Boombustology. He applies a multi-lens approach to understanding bubbles with the aim of giving the reader the ability to identify bubbles, and thereby avoid being caught unaware.
In this final chapter, the author uses the framework developed in the previous chapter and applies it to current economic conditions in China. Is China in a bubble, whose bursting will result in massive repercussions that reverberate across the global economy? The answer is yes, according to Mansharamani.
First, China's assets (especially real-estate) are experiencing reflexive dynamics. Credit for mortgages and development loans is up 6 times over the last decade, fueling high asset prices. Demand continues to be strong, with governments having to apply restrictions for buyers of third properties (!). Meanwhile, many apartments sit empty according to various sources.
The problem is exacerbated by cheap money that has made real interest rates negative, which means inflation erodes the value of cash. This provides incentives to invest in assets like real-estate, helping to fuel the boom. Real interest rates are negative because China fixes its currency to the US dollar, meaning current US policies of easy money (due to recession) spill over into China.
There is a belief in China that property prices can only go up, according to Mansharamani. Extreme levels of confidence in this idea permeate the country, leading to over-investment. Based on current plans, China will have 5 of the tallest 10 skyscrapers in the world by 2015. But with fixed investment representing 45% of GDP (thanks in part to great confidence), which is extremely high, mis-allocation of capital is likely. Examples the author notes include price bubbles in garlic, some teas, steal and cement production, and the proliferation of empty malls.

┄┄┄┄┄┄┄┄┄┄

## EXERCISE:
Quote the part of the passage on China's economy that begins with the words containing "In this final" and ends with "to various sources.". The lines that come next are separate material and have no connection to the passage on China's economy.

(Data taken from a collection)
┄┄┄┄┄┄┄┄┄┄

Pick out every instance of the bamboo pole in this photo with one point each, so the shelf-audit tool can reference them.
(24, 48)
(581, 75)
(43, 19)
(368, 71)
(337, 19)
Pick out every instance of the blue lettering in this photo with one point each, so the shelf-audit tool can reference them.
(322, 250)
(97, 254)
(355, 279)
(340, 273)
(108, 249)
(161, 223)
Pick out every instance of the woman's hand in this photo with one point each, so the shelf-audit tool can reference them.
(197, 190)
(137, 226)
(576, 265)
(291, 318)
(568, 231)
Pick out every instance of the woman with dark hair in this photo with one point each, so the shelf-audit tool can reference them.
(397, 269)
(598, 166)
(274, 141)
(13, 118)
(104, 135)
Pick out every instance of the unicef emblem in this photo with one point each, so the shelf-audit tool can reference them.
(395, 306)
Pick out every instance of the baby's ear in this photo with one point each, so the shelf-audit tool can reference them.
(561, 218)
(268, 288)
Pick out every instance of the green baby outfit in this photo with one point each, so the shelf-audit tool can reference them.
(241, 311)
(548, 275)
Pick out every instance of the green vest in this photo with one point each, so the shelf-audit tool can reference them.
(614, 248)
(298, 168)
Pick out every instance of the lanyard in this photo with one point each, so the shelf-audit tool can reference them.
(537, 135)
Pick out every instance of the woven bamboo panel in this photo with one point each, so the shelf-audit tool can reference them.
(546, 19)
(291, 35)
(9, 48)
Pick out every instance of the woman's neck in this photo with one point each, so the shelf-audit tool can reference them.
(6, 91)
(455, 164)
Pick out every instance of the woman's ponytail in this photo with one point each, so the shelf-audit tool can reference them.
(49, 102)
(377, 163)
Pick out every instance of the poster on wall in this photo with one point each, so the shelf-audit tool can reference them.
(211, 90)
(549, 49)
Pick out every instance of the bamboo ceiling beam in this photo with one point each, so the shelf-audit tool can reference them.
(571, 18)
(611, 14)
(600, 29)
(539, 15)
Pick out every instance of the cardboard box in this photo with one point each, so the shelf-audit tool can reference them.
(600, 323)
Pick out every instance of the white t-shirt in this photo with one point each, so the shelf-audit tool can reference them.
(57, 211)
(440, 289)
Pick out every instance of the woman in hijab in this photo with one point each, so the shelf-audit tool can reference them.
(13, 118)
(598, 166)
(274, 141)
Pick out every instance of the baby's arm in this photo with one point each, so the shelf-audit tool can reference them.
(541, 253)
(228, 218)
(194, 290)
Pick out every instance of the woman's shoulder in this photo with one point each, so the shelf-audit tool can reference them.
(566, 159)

┄┄┄┄┄┄┄┄┄┄

## REPLY TO THE TASK:
In this final chapter, the author uses the framework developed in the previous chapter and applies it to current economic conditions in China. Is China in a bubble, whose bursting will result in massive repercussions that reverberate across the global economy? The answer is yes, according to Mansharamani.
First, China's assets (especially real-estate) are experiencing reflexive dynamics. Credit for mortgages and development loans is up 6 times over the last decade, fueling high asset prices. Demand continues to be strong, with governments having to apply restrictions for buyers of third properties (!). Meanwhile, many apartments sit empty according to various sources.